··· 页面文本 ···

论席勒美学中的自由观念

2018-11-29 16:30孙健风
文学教育 2018年19期
关键词:席勒感性理性

孙健风

以赛亚·柏林在《浪漫主义的根源》中谈及席勒的理论和创作时认为,“席勒的悲剧理论建立在一种自由观念的基础上,以反对权威为原则;悲剧不在于苦难的展示,而在于体现人对一切压迫的反抗,是人坚持一贯的自由意志与它的对立面——外部事物的阻碍和自身自然本能的冲突斗争;与康德相比,席勒的自由观念又更侧重“选择”的重要性,人可以选择遵循自然或按绝对命令履行职责。”[1]把感性和理性结合起来去寻求自由,是整个德国古典美学的精髓。在席勒的美学思想中,“自由”是一个贯穿始终的概念,在其整个美学思想具有奠基作用。承接康德以人为中心的哲学自由观,席勒以恢复人性的自由完整为目的美学观念对之加以延伸改造,使其成为一个居于核心地位的要点:美是自由的形式或象征。

一.追询自由

西方“人”的主体地位的上升和确立,是伴随着旧形而上学的本体论和宗教的衰落而启蒙的,是西方文艺复兴之后的现代话语构成。席勒处于一个高扬人的理性自由的时代,自由是其第一理想。按照以赛亚·柏林对席勒思想的分析,人的发展要经历三个阶段:蛮荒阶段、蒙昧状态和第席勒所希望和向往的第三阶段——“一个人性的联合体,激情与理性联合在一起,自由与需求联合在一起”。[2]在席勒看来,这一阶段的人免去了物质的片面性和道德的片面性,达到了感性与理性的完美结合,这才是人性的最理想状态,是人获得内心自由的状态。

··· 提供材料 ···

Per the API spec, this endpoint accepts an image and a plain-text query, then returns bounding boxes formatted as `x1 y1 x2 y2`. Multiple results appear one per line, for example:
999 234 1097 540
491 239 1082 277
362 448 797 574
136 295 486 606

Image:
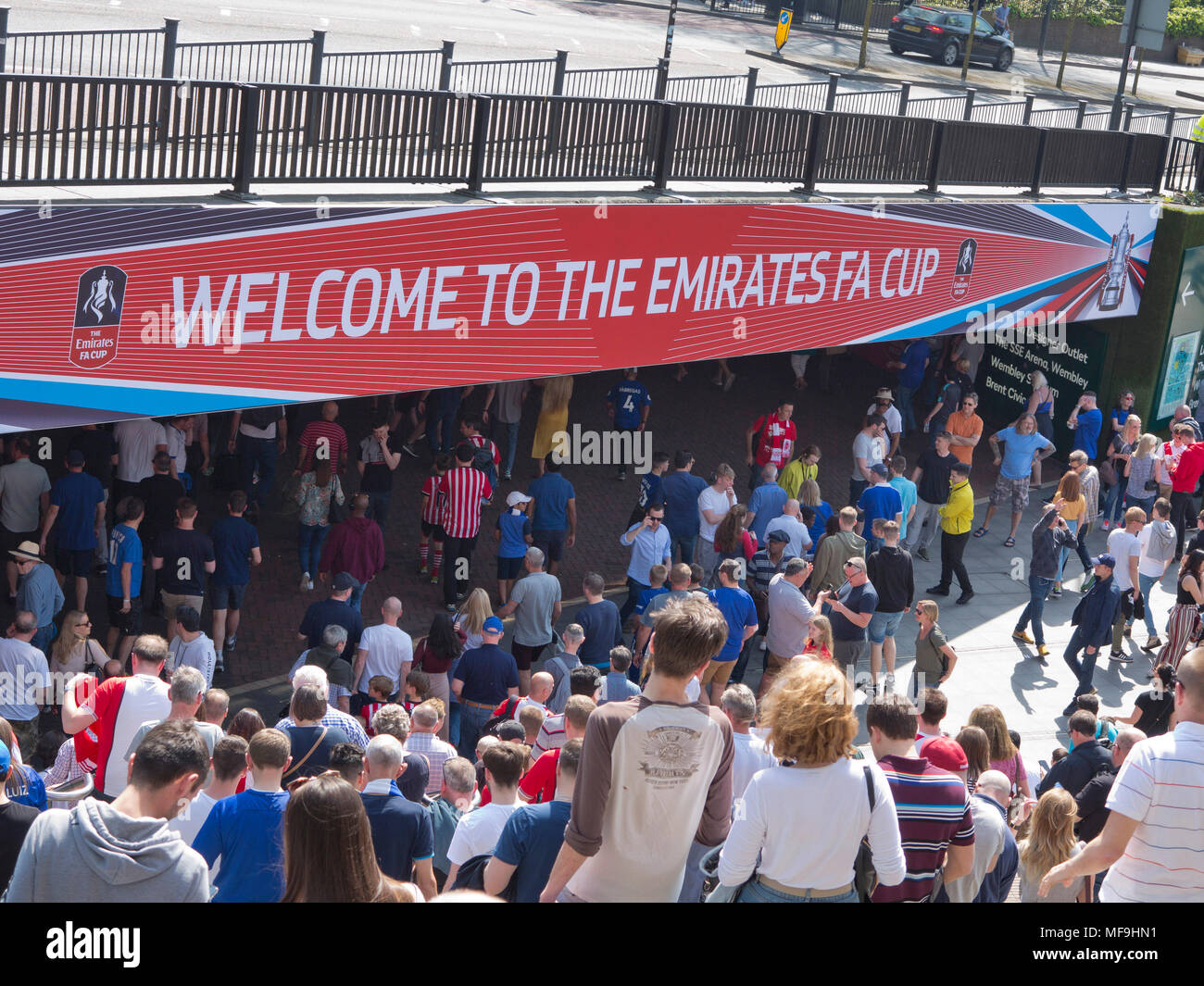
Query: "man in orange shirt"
947 393 983 466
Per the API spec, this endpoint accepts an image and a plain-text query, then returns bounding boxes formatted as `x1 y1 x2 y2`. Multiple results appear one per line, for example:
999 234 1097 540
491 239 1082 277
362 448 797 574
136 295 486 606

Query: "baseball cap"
920 736 971 773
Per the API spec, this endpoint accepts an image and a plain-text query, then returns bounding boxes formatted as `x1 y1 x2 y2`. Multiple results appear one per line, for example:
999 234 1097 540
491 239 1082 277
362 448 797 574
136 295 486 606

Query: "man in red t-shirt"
63 633 171 801
744 401 797 490
519 694 597 805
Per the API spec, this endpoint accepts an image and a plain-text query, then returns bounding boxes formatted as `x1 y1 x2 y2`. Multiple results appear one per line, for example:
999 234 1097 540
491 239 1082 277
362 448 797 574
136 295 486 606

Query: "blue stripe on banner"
0 378 306 418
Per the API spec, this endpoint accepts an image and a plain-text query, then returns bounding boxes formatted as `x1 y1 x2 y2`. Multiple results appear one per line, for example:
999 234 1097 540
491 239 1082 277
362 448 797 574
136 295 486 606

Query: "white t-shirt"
698 486 732 541
866 405 903 434
1108 528 1141 593
356 624 414 694
113 418 168 482
448 802 518 866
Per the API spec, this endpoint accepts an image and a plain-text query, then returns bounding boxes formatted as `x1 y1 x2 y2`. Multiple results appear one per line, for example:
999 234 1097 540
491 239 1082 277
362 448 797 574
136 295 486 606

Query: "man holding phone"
1011 497 1075 665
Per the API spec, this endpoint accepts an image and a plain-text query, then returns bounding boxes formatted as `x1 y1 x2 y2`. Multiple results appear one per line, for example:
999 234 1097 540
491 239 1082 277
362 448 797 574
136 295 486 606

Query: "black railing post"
653 103 682 192
551 48 569 96
161 11 180 79
233 83 259 195
928 120 946 195
1116 133 1136 192
438 41 455 93
469 96 493 193
803 113 831 195
309 31 326 85
1028 128 1050 195
744 65 759 106
823 72 840 113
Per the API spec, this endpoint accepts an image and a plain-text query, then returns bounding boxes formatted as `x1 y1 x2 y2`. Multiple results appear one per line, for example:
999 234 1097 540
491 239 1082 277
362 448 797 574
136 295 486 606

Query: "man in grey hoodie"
4 721 209 905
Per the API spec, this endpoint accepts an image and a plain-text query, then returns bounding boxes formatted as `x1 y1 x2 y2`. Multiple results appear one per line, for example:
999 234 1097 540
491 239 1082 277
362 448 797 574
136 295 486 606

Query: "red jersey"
437 466 494 537
753 412 797 469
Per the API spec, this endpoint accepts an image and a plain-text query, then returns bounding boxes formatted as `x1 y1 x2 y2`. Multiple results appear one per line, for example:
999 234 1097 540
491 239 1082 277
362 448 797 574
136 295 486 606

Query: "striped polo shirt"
872 755 974 905
1099 722 1204 903
437 466 494 537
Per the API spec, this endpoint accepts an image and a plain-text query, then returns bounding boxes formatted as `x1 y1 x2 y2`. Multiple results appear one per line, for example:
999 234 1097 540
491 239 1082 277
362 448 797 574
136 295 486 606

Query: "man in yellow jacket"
926 462 974 605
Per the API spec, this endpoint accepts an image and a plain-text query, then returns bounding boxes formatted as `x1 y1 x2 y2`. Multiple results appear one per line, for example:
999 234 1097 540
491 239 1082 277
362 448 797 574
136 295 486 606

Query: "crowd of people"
0 354 1204 903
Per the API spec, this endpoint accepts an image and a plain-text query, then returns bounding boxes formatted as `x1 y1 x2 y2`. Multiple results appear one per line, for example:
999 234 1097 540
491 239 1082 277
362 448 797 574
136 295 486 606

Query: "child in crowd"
418 452 452 585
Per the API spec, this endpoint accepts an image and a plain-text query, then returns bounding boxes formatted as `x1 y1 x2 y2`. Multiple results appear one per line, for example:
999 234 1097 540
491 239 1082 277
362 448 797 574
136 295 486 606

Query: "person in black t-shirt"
903 431 958 561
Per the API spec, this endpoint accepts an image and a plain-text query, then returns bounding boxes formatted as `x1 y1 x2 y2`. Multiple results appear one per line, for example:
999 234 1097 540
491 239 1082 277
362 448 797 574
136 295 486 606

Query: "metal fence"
0 75 1172 193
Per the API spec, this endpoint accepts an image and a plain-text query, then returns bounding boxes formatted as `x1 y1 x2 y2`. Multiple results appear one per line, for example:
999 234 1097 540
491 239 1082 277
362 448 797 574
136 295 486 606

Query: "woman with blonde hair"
719 661 907 905
531 374 573 476
1050 469 1091 600
1100 414 1148 530
1124 434 1163 521
51 609 108 681
1016 787 1091 905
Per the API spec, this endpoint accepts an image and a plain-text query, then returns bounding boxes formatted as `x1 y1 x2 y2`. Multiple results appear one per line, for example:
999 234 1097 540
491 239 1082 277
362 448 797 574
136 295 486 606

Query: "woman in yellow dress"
531 376 573 476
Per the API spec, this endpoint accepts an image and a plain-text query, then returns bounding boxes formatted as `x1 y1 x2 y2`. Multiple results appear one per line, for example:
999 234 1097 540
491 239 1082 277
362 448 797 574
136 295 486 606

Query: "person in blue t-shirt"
661 449 707 565
485 739 582 905
698 558 759 705
105 496 145 664
41 449 105 612
886 340 930 434
858 462 903 556
193 730 290 905
527 462 577 576
494 490 534 605
1066 390 1102 462
606 366 653 480
209 490 264 670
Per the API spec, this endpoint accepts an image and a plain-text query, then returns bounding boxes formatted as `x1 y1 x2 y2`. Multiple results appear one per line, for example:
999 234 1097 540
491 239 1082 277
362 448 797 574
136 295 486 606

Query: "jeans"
365 490 393 532
1062 627 1099 698
940 530 972 593
735 879 861 905
1016 573 1054 645
497 421 519 476
670 534 698 565
1136 572 1159 637
237 434 277 505
619 576 651 626
1100 476 1128 528
457 702 494 762
297 524 330 576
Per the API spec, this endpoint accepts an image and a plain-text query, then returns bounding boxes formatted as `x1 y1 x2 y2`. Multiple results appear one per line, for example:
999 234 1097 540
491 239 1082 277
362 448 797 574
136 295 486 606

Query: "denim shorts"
870 609 907 644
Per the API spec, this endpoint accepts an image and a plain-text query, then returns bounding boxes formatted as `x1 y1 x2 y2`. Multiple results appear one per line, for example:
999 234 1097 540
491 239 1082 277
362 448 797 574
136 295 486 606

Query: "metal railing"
0 75 1165 193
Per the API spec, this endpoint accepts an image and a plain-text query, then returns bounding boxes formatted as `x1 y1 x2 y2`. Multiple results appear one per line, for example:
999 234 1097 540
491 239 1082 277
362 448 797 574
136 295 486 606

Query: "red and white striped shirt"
300 419 346 472
422 476 445 524
438 466 494 537
465 434 502 466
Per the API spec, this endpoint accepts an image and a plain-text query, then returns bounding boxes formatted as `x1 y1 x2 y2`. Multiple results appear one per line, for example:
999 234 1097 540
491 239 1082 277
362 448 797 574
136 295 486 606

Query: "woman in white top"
719 661 907 905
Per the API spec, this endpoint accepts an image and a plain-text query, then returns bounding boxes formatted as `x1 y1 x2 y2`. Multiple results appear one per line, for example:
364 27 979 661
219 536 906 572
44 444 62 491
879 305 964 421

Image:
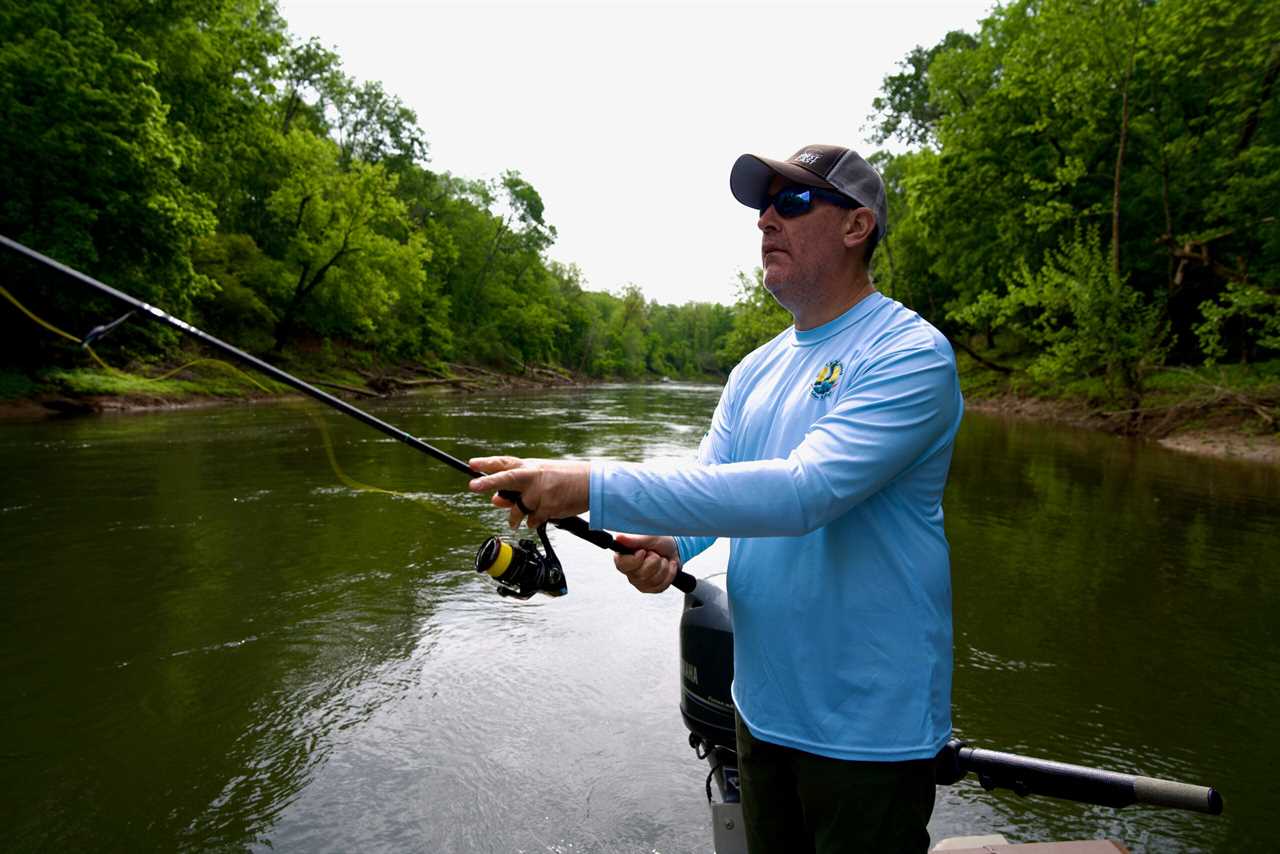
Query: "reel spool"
476 525 568 599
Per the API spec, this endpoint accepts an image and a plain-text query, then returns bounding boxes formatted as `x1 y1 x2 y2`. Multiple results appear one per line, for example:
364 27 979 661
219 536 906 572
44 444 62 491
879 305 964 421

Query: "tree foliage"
874 0 1280 398
0 0 752 378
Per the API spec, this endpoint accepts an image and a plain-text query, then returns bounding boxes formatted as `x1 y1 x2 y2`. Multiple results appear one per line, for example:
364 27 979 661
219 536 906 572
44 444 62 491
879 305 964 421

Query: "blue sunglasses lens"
760 187 813 218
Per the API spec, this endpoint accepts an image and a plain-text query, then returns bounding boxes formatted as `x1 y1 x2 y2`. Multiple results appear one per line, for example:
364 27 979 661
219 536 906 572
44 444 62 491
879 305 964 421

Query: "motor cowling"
680 575 737 750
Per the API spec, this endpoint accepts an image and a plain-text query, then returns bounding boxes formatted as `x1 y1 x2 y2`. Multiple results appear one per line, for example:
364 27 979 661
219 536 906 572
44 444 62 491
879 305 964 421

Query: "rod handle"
1133 776 1222 816
498 489 698 593
545 512 698 593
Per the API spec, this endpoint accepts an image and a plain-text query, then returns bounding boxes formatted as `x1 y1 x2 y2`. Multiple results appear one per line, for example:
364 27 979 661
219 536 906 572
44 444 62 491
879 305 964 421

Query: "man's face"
756 175 847 314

···

> **给定任务**: 请用两句话概括前面这篇关于席勒美学中自由观念的文章。

> **练习答案**: “自由”是贯穿席勒美学思想始终并起奠基作用的概念，席勒承接康德以人为中心的哲学自由观，以恢复人性的自由完整为目的加以延伸改造，使“美是自由的形式或象征”成为核心要点。席勒身处高扬人的理性自由的时代，以自由为第一理想，他所向往的是人发展的第三阶段，即感性与理性完美结合、人获得内心自由的人性最理想状态。